**WRITTEN EXERCISE**
Each entry needs to be restated exactly as written.

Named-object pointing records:
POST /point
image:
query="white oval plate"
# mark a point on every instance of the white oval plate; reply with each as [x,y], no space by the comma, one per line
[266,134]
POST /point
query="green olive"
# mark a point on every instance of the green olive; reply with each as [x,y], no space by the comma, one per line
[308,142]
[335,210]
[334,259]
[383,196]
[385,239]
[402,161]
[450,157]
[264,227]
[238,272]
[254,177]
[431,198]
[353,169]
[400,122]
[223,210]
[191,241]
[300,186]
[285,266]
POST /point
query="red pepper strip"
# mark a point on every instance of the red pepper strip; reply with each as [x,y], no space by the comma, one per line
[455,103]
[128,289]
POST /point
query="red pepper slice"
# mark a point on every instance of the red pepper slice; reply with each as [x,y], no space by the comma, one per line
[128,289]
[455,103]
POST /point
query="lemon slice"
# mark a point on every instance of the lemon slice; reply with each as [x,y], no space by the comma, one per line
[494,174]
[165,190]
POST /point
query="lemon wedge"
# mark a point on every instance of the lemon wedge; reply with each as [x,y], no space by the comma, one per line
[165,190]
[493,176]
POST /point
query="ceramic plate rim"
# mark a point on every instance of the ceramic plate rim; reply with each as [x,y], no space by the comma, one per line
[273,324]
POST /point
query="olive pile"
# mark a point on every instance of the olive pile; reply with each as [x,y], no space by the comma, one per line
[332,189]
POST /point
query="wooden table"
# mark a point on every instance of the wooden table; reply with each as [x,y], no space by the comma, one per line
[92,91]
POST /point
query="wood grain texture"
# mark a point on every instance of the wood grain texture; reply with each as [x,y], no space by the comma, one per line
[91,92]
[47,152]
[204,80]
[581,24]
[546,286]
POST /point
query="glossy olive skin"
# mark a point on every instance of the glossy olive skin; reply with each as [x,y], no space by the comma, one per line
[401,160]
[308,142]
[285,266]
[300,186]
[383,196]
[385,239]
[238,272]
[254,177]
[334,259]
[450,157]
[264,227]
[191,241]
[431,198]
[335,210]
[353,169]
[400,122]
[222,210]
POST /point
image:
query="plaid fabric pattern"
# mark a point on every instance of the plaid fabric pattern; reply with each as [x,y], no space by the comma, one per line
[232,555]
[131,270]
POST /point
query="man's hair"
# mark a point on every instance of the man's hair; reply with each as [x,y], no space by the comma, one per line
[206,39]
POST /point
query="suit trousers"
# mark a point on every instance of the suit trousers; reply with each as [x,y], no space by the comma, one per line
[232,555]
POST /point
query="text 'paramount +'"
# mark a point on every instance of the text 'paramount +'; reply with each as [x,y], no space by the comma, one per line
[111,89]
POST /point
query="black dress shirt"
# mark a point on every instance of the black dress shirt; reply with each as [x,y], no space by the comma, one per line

**IN RESPONSE**
POST /point
image:
query="white oval plate"
# mark a point on every instance of the white oval plate; reply with each as [x,y], no space by the comma, one per line
[266,134]
POST /point
query="green olive"
# mark a point on every instance of the green olive; reply with each as [x,y], no space by the comma, one per line
[308,142]
[335,210]
[334,259]
[383,196]
[385,239]
[402,161]
[450,157]
[264,227]
[238,272]
[254,177]
[431,198]
[353,169]
[400,122]
[223,210]
[191,241]
[300,186]
[285,266]
POST /point
query="red pepper strip"
# mark a point on every instance of the red pepper strip; reply with each as [x,y], no space by the comma, one per line
[455,103]
[128,289]
POST /point
query="red pepper slice"
# mark a point on every instance of the red pepper slice; reply with each as [x,y], no space by the comma, one per line
[128,289]
[455,103]
POST /point
query="lemon slice"
# mark a point on every instance of the lemon slice; reply with each as [x,y], no space by the comma, one per line
[494,174]
[165,190]
POST /point
query="lemon wedge"
# mark a point on every instance of the lemon wedge; reply with each as [x,y], no space by the comma, one per line
[165,190]
[493,176]
POST /point
query="ceramic plate rim"
# mark a point on every instance of the ceramic plate rim; reply with each as [x,y], no space by the comma, one per line
[273,324]
POST /point
query="olive pile"
# mark a point on every instance of the olive pile; reply with each as [x,y], no space by the comma, one per line
[332,189]
POST /point
query="wooden table"
# mark a point on every instance of the wooden table; reply with each as [x,y], no space by the comma, one per line
[92,91]
POST /point
query="wood grain texture"
# mark a point on every instance of the wood grain texture; reply with each as [x,y], no space by the comma, one per line
[91,92]
[47,152]
[204,80]
[581,24]
[546,286]
POST /point
query="glossy olive skin"
# mark a point on every instance of the glossy olive skin; reply with each as [x,y], no space by the comma, one per line
[401,160]
[308,142]
[285,266]
[300,186]
[383,196]
[385,239]
[238,272]
[254,177]
[334,259]
[450,157]
[264,227]
[191,241]
[431,198]
[335,210]
[353,169]
[400,122]
[222,210]
POST /point
image:
query="plaid fabric pattern"
# mark a point on every instance of the plaid fabric pattern; reply with each as [x,y], no space by the comma, one per line
[232,555]
[131,270]
POST /point
query="man's hair"
# mark a point on every instance of the man's hair; reply with each as [x,y], no space by the comma, one per line
[206,39]
POST /point
query="suit trousers"
# mark a point on every instance of the suit trousers; reply with each as [x,y], no space by the comma, one per line
[232,555]
POST /point
query="text 'paramount +'"
# mark a point on every instance of the text 'paramount +'; reply with each as [x,y], no space by the comma, one per line
[111,89]
POST /point
query="black dress shirt"
# mark a point on every instance of the black dress shirt; reply with each as [x,y], no space by the comma, one per line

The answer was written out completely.